Count the lines in the listing below that contain the string "gray", treating uppercase and lowercase letters as different, and give only that number.

-- Begin --

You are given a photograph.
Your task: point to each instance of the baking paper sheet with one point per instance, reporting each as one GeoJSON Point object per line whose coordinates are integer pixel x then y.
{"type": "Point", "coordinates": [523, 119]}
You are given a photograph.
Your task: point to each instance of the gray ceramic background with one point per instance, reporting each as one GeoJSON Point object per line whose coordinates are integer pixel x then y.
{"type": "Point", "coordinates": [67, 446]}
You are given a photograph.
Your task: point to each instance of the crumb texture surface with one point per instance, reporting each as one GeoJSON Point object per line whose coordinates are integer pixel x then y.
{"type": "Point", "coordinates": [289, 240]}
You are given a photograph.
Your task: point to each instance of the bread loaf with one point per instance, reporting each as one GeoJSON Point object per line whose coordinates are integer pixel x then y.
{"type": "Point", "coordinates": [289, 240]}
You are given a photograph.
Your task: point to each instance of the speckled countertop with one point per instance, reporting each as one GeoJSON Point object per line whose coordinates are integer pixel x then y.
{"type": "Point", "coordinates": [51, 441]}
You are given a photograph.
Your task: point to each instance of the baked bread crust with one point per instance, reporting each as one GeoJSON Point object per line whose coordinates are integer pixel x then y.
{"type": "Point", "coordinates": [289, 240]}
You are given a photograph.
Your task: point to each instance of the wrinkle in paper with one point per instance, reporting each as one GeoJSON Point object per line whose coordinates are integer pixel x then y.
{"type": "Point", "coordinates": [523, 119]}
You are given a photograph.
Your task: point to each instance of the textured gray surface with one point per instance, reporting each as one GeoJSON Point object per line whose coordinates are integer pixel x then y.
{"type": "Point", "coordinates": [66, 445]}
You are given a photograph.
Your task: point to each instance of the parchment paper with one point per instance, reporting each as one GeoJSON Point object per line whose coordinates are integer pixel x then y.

-- End --

- [Answer for this exercise]:
2